▸ What is being asked: Rewrite the lines below, changing "Pick out" to "Locate" wherever it appears and leaving the rest as it is.

---

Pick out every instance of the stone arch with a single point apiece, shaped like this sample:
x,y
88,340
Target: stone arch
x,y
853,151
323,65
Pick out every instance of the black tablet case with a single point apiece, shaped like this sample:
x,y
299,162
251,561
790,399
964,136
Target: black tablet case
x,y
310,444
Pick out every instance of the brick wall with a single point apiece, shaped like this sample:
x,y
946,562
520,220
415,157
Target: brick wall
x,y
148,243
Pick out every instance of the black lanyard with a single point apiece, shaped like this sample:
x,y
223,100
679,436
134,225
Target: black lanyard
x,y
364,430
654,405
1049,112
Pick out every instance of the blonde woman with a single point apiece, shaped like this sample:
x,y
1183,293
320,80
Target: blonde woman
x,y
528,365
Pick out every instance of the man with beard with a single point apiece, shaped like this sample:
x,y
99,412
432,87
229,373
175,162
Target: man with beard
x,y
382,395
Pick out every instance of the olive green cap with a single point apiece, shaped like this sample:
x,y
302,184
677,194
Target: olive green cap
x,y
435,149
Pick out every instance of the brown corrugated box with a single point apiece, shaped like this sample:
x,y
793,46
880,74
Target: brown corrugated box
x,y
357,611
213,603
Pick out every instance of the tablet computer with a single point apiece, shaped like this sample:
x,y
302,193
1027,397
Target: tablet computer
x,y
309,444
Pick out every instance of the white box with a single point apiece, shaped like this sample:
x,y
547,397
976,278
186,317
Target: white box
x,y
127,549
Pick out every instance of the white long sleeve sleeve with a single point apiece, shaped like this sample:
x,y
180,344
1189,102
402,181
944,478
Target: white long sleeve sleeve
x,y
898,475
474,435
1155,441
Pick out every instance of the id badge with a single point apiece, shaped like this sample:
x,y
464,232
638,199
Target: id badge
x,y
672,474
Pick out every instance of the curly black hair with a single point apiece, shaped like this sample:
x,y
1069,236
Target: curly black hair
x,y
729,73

---

▸ Solution for this exercise:
Locate every instance of the stone arch with a single point apiece, shaped like this sample:
x,y
88,340
Target: stone arch
x,y
853,151
323,65
Locate every instance of the black tablet case with a single point apiece, shaped like this sample:
x,y
299,162
251,561
790,399
964,136
Target: black tablet case
x,y
310,444
Locate every instance of the brick wall with a single point apiece, shaped like this sample:
x,y
946,562
520,220
415,157
Target: brick wall
x,y
148,243
Locate every instance of the black lanyard with a single point apiece, shaped like this sample:
x,y
223,100
679,436
134,225
Target: black lanyard
x,y
364,430
654,405
1049,112
Locate every instance of the blonde woman with a single point apiece, shaped like this sample:
x,y
1183,293
320,80
Target: blonde woman
x,y
528,365
Locate every instance of the man with beard with a single point apiece, shaped like this sample:
x,y
99,412
432,87
229,373
175,162
Target: man with beard
x,y
382,395
Locate every instance of the olive green cap with a single point apiece, shaped like this sample:
x,y
302,184
677,194
Target: olive green cap
x,y
435,149
Locate every instance of the brown corrugated box with a single point apiece, shaped like this sample:
x,y
793,46
880,74
Target: brown corrugated box
x,y
357,611
213,603
Locate every instance of the tablet computer with a single point apiece, shaped like this sample:
x,y
302,193
1027,397
Target: tablet computer
x,y
309,444
Locate every instance of the white box with a single point apiece, shaped like this sample:
x,y
547,397
976,278
186,317
Target: white box
x,y
127,549
Locate every instance of the white long sleeve sleeve with a single point apiece, shaped like this sample:
x,y
180,344
1189,102
402,181
944,478
Target: white long sleeve sleeve
x,y
898,475
474,435
1155,441
Locate every instance of the id badge with a single point apiece, shaped like this sample:
x,y
464,232
638,199
Target: id badge
x,y
672,474
Locate every instance of the curly black hair with a single point apiece, shaped like this sample:
x,y
1069,236
Target: curly black hair
x,y
729,73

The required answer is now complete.